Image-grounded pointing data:
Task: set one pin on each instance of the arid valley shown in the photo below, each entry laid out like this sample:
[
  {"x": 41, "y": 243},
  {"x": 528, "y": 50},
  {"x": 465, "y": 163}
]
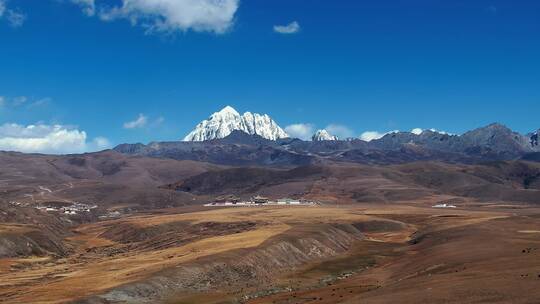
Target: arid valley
[
  {"x": 269, "y": 152},
  {"x": 418, "y": 232}
]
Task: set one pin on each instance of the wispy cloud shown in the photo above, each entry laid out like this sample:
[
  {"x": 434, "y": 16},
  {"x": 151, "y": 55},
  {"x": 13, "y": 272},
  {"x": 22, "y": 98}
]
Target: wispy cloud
[
  {"x": 40, "y": 102},
  {"x": 88, "y": 6},
  {"x": 417, "y": 131},
  {"x": 300, "y": 130},
  {"x": 19, "y": 101},
  {"x": 291, "y": 28},
  {"x": 168, "y": 16},
  {"x": 52, "y": 139},
  {"x": 138, "y": 123},
  {"x": 340, "y": 131},
  {"x": 14, "y": 16}
]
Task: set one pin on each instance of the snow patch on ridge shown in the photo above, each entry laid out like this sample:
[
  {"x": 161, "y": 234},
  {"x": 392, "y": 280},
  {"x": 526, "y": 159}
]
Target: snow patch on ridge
[{"x": 222, "y": 123}]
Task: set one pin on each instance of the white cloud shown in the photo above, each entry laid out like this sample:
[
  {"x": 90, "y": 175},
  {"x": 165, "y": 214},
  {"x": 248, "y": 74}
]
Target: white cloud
[
  {"x": 101, "y": 143},
  {"x": 51, "y": 139},
  {"x": 15, "y": 18},
  {"x": 140, "y": 122},
  {"x": 290, "y": 28},
  {"x": 339, "y": 131},
  {"x": 88, "y": 6},
  {"x": 40, "y": 102},
  {"x": 19, "y": 101},
  {"x": 169, "y": 16},
  {"x": 417, "y": 131},
  {"x": 301, "y": 130},
  {"x": 372, "y": 135}
]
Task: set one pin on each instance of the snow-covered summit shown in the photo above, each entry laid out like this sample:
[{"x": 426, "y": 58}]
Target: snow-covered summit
[
  {"x": 222, "y": 123},
  {"x": 321, "y": 135}
]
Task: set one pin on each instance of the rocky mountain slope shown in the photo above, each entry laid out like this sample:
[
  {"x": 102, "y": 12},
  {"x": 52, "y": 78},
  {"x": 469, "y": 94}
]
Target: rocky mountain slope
[
  {"x": 489, "y": 143},
  {"x": 322, "y": 135}
]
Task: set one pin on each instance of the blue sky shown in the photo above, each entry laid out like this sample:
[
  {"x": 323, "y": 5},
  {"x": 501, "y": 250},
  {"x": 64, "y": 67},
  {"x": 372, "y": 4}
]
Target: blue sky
[{"x": 361, "y": 65}]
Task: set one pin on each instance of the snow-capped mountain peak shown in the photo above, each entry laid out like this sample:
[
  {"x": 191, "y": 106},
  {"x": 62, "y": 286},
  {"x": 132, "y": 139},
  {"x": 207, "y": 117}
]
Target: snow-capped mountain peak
[
  {"x": 222, "y": 123},
  {"x": 321, "y": 135}
]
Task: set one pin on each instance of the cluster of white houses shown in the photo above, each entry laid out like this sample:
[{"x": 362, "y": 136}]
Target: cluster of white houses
[
  {"x": 232, "y": 201},
  {"x": 72, "y": 209}
]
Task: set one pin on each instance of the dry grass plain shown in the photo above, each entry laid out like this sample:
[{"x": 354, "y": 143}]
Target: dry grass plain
[{"x": 408, "y": 253}]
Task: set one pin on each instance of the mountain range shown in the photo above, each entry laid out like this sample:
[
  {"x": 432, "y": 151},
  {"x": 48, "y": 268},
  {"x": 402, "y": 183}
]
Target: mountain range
[
  {"x": 229, "y": 138},
  {"x": 222, "y": 123}
]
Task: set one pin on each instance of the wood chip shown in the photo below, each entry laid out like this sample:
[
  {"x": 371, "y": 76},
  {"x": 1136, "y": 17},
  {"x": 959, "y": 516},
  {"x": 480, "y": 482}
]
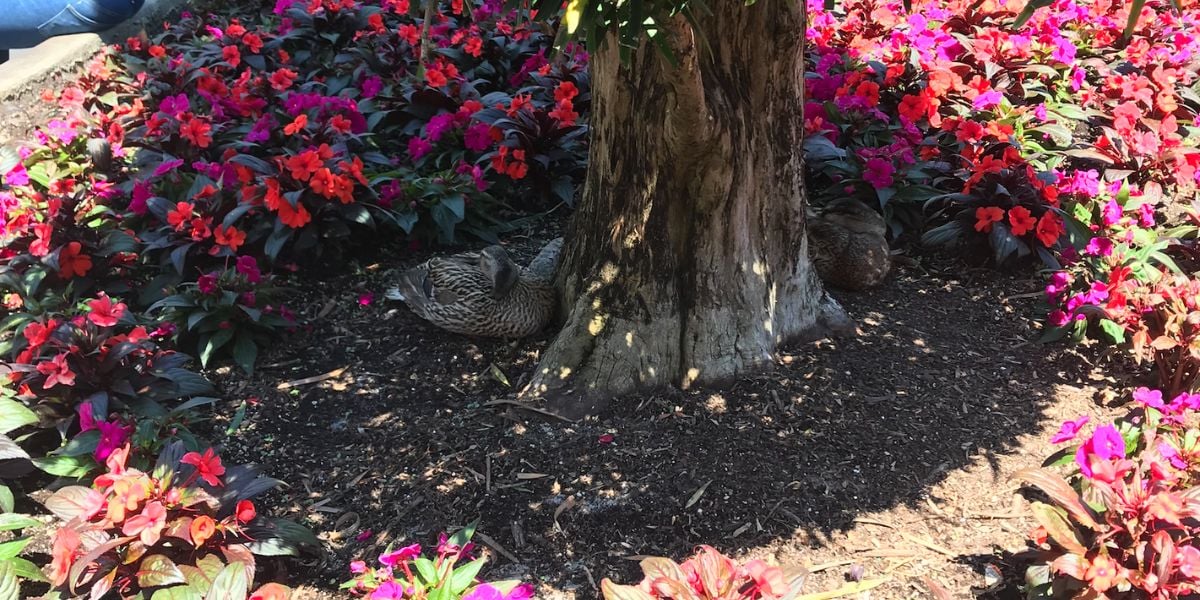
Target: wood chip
[
  {"x": 487, "y": 539},
  {"x": 696, "y": 496},
  {"x": 306, "y": 381}
]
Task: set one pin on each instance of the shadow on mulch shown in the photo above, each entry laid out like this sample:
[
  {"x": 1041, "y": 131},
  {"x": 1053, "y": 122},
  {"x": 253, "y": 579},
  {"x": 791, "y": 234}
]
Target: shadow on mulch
[{"x": 400, "y": 445}]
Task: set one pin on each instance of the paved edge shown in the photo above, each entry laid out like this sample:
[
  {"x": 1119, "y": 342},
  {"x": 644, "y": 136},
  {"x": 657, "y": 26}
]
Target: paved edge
[{"x": 29, "y": 70}]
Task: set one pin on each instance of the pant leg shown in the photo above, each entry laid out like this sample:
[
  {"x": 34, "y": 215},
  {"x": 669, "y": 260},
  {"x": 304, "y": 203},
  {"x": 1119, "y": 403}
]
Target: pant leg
[{"x": 27, "y": 23}]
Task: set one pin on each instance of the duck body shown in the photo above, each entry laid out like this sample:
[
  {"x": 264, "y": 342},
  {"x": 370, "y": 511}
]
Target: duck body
[
  {"x": 849, "y": 246},
  {"x": 483, "y": 293}
]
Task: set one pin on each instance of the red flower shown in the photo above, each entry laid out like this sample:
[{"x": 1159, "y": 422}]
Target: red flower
[
  {"x": 282, "y": 79},
  {"x": 208, "y": 466},
  {"x": 57, "y": 372},
  {"x": 72, "y": 263},
  {"x": 1021, "y": 221},
  {"x": 202, "y": 529},
  {"x": 297, "y": 125},
  {"x": 245, "y": 511},
  {"x": 232, "y": 55},
  {"x": 1049, "y": 229},
  {"x": 103, "y": 312},
  {"x": 229, "y": 237},
  {"x": 988, "y": 215},
  {"x": 180, "y": 216}
]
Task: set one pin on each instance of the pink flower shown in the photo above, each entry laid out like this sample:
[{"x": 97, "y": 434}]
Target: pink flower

> _Assigned task_: Write out all the entries exactly, except for the pictures.

> _Answer for the task_:
Task: set one pin on each instance of the arid valley shown in the photo below, each entry laid out like this sample:
[
  {"x": 41, "y": 243},
  {"x": 528, "y": 50},
  {"x": 465, "y": 163}
]
Target: arid valley
[
  {"x": 269, "y": 152},
  {"x": 418, "y": 232}
]
Task: set one pin on each instance of the wispy cloud shown in the photo above, each entry laid out like this sample:
[
  {"x": 434, "y": 16},
  {"x": 151, "y": 55},
  {"x": 13, "y": 272},
  {"x": 22, "y": 98}
]
Target: wispy cloud
[
  {"x": 40, "y": 102},
  {"x": 88, "y": 6},
  {"x": 417, "y": 131},
  {"x": 300, "y": 130},
  {"x": 19, "y": 101},
  {"x": 291, "y": 28},
  {"x": 168, "y": 16},
  {"x": 52, "y": 139},
  {"x": 138, "y": 123},
  {"x": 340, "y": 131},
  {"x": 14, "y": 16}
]
Task: set one pin on each instance of the snow patch on ridge shown in the photo above, each entry laid out like this sample:
[
  {"x": 161, "y": 234},
  {"x": 392, "y": 280},
  {"x": 526, "y": 159}
]
Target: snow patch on ridge
[{"x": 222, "y": 123}]
Task: set one pin on each instance of the white cloud shown in the photo above, each entry laid out like this sample:
[
  {"x": 90, "y": 175},
  {"x": 165, "y": 214},
  {"x": 248, "y": 74}
]
Target: white cloud
[
  {"x": 101, "y": 143},
  {"x": 51, "y": 139},
  {"x": 15, "y": 18},
  {"x": 140, "y": 122},
  {"x": 290, "y": 28},
  {"x": 339, "y": 131},
  {"x": 88, "y": 6},
  {"x": 40, "y": 102},
  {"x": 19, "y": 101},
  {"x": 169, "y": 16},
  {"x": 417, "y": 131},
  {"x": 301, "y": 130},
  {"x": 372, "y": 135}
]
Task: set one pin on each instance of the snow-covered summit shown in the photo above, each entry laid out like this sample:
[{"x": 426, "y": 58}]
Target: snow-covered summit
[
  {"x": 222, "y": 123},
  {"x": 321, "y": 135}
]
Task: set one pin on each instance of the rocky mountain slope shown in the photo above, each entry laid out like this sample:
[
  {"x": 102, "y": 12},
  {"x": 52, "y": 78},
  {"x": 469, "y": 94}
]
Target: rocky mountain slope
[
  {"x": 489, "y": 143},
  {"x": 322, "y": 135}
]
Task: set one pin on each instance of the blue sky shown in the photo above, each entry laid out like this sample:
[
  {"x": 323, "y": 5},
  {"x": 501, "y": 250},
  {"x": 64, "y": 67},
  {"x": 372, "y": 4}
]
Target: blue sky
[{"x": 361, "y": 65}]
Task: set one pin on each instance of the snow-capped mountain peak shown in the photo above, each entry laid out like this sample:
[
  {"x": 191, "y": 106},
  {"x": 62, "y": 286},
  {"x": 132, "y": 139},
  {"x": 207, "y": 117}
]
Target: snow-capped mountain peak
[
  {"x": 222, "y": 123},
  {"x": 321, "y": 135}
]
Task: set one pin on each instance of the cluster of white houses shown in the photo above, each entry laid out like this sample:
[{"x": 362, "y": 136}]
Target: cluster of white houses
[
  {"x": 232, "y": 201},
  {"x": 72, "y": 209}
]
Task: set one pin on each instance of the dry grass plain shown in the photo above, each entry laid out like this sample:
[{"x": 354, "y": 143}]
Target: dry grass plain
[{"x": 408, "y": 253}]
Task: set one pin on each instance of the mountain range shown in the photo above, each entry laid out like this sample:
[
  {"x": 432, "y": 151},
  {"x": 48, "y": 268},
  {"x": 402, "y": 183}
]
Target: mountain range
[
  {"x": 229, "y": 138},
  {"x": 222, "y": 123}
]
Task: set one pin on each instance of the wood chip shown in the photo below, each entry laid out like this sample:
[
  {"x": 371, "y": 76},
  {"x": 1136, "y": 17},
  {"x": 959, "y": 516},
  {"x": 480, "y": 482}
]
Target: wood chip
[
  {"x": 487, "y": 539},
  {"x": 696, "y": 496},
  {"x": 306, "y": 381}
]
Task: set one pin on each instance of the shadow on mulch shown in the photo above, each entry laid out like this sample:
[
  {"x": 1041, "y": 131},
  {"x": 1053, "y": 122},
  {"x": 253, "y": 579},
  {"x": 791, "y": 234}
]
Target: shadow on mulch
[{"x": 400, "y": 445}]
Task: set one pin on each instance of the paved edge shown in the photo above, each entry laid out like this sample:
[
  {"x": 1119, "y": 342},
  {"x": 644, "y": 136},
  {"x": 657, "y": 26}
]
Target: paved edge
[{"x": 29, "y": 70}]
Task: set one pin on each instance of the pant leg shown in the photo above, each entry laid out like this sample:
[
  {"x": 34, "y": 215},
  {"x": 669, "y": 260},
  {"x": 304, "y": 203},
  {"x": 1119, "y": 403}
]
Target: pant leg
[{"x": 27, "y": 23}]
Task: set one pin on each instance of the duck body shown in the photo above, each entry laid out like this sample:
[
  {"x": 264, "y": 342},
  {"x": 370, "y": 511}
]
Target: duck body
[
  {"x": 849, "y": 246},
  {"x": 483, "y": 293}
]
Task: set one pin on each instance of the red flower shown in the photo above, each entry laid out like this sample:
[{"x": 1159, "y": 422}]
Target: red flower
[
  {"x": 282, "y": 79},
  {"x": 208, "y": 466},
  {"x": 57, "y": 372},
  {"x": 72, "y": 263},
  {"x": 1021, "y": 221},
  {"x": 202, "y": 529},
  {"x": 297, "y": 125},
  {"x": 245, "y": 511},
  {"x": 232, "y": 55},
  {"x": 1049, "y": 229},
  {"x": 103, "y": 312},
  {"x": 229, "y": 237},
  {"x": 988, "y": 215},
  {"x": 180, "y": 216}
]
Task: set one pin on each instance of the pink flower shown in the photo above, each entry laid out like this sample:
[{"x": 97, "y": 434}]
Target: pink flower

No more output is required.